**Okuma Metni**
####################
‘2030 Yılında Nasıl Bir Dünya?’ - Ergin Yıldızoğlu

  • Arşiv
  • |
  • Basın
  • |
  • Uluslararası Siyaset
  • |
  • 17 Aralık 2012
  • 06:35

‘2030 Yılında Nasıl Bir Dünya?’

ABD Ulusal İstihbarat Konseyi’nin dört yıllık değerlendirme raporlarından sonuncusu, “Küresel Eğilimler 2030: Alternatif Dünyalar” başlığıyla, geçen hafta açıklandı. Rapor, “bir öngörüde bulunmuyoruz, yalnızca eğilimler, olası senaryolar sunuyoruz” demesine karşın bizim medyada – özellikle siyasal İslamın kimi yazarlarında- büyük heyecan yarattı.
####################
**Veri Kayıtları**

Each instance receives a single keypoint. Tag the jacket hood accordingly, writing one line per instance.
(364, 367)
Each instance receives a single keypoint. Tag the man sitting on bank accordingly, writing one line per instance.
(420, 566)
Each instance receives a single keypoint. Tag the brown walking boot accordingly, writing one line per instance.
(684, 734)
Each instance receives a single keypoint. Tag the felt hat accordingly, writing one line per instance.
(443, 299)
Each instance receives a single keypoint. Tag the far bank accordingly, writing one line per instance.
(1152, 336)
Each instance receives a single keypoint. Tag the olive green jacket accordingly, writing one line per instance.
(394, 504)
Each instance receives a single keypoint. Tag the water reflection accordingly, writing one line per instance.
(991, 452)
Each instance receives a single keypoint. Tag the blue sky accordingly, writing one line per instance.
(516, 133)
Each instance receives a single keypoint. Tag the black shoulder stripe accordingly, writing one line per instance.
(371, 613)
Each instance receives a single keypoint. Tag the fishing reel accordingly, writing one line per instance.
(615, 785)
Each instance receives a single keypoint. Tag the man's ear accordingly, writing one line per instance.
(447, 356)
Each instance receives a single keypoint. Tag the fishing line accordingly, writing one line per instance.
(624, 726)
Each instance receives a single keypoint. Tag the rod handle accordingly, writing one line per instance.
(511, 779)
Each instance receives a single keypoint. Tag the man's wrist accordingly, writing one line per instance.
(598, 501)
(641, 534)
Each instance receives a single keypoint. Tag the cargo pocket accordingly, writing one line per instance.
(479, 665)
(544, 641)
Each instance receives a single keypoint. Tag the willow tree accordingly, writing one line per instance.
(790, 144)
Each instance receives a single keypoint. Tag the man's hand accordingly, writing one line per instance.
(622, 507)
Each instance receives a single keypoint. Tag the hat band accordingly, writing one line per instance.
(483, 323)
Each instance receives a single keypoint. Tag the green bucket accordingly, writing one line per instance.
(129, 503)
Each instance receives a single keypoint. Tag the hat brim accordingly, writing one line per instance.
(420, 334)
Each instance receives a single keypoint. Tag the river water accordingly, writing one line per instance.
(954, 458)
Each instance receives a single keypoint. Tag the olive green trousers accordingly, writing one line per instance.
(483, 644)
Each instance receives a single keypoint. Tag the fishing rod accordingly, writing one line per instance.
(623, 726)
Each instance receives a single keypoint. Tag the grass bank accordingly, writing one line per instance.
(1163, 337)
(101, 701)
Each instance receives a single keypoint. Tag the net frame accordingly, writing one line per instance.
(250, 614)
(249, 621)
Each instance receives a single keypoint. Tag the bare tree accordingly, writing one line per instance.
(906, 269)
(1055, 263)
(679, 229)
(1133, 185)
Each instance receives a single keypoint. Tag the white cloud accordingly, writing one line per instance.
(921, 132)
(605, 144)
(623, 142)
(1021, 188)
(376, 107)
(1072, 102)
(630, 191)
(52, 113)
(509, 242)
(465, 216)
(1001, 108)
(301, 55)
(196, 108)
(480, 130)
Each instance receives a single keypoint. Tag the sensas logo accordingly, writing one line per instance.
####################
**Yönerge A**
Okuma metnine göre ABD Ulusal İstihbarat Konseyi'nin son değerlendirme raporu hangi başlıkla açıklanmıştır?
**Yönerge B**
2030 raporunu ele alan okuma metnini kaldığı yerden alıp sürdürün.

**Görev Yanıtı A**
"Küresel Eğilimler 2030: Alternatif Dünyalar" başlığıyla açıklanmıştır.

**Görev Yanıtı B**
Rapor uluslararası basında çok fazla ilgi çekmedi. ABD basınında Washington Post, New York Times, Christian Science Monitor gibi ana akım gazeteler raporu haberleştirdiler. Buna karşılık Foreign Policy gibi entelektüel düzeyi yüksekçe sayılabilecek bir iki yayında bu raporların, genelde uzmanların uzun döneme ilişkin öngörü becerilerini sorgulayan, hatta alaya alan yazılar yayımlandı. Örneğin David Rothkopf, Foreign Policy’de birileri “Washinton’da uzun döneme bakıyoruz diyorsa (1) yalan söylüyorlar; (2) buralardan değiller, (3) ya da kısa dönemde yapılması gerekenler hakkın hiçbir fikirleri olmadığını saklamaya çalışıyorlar” diyordu.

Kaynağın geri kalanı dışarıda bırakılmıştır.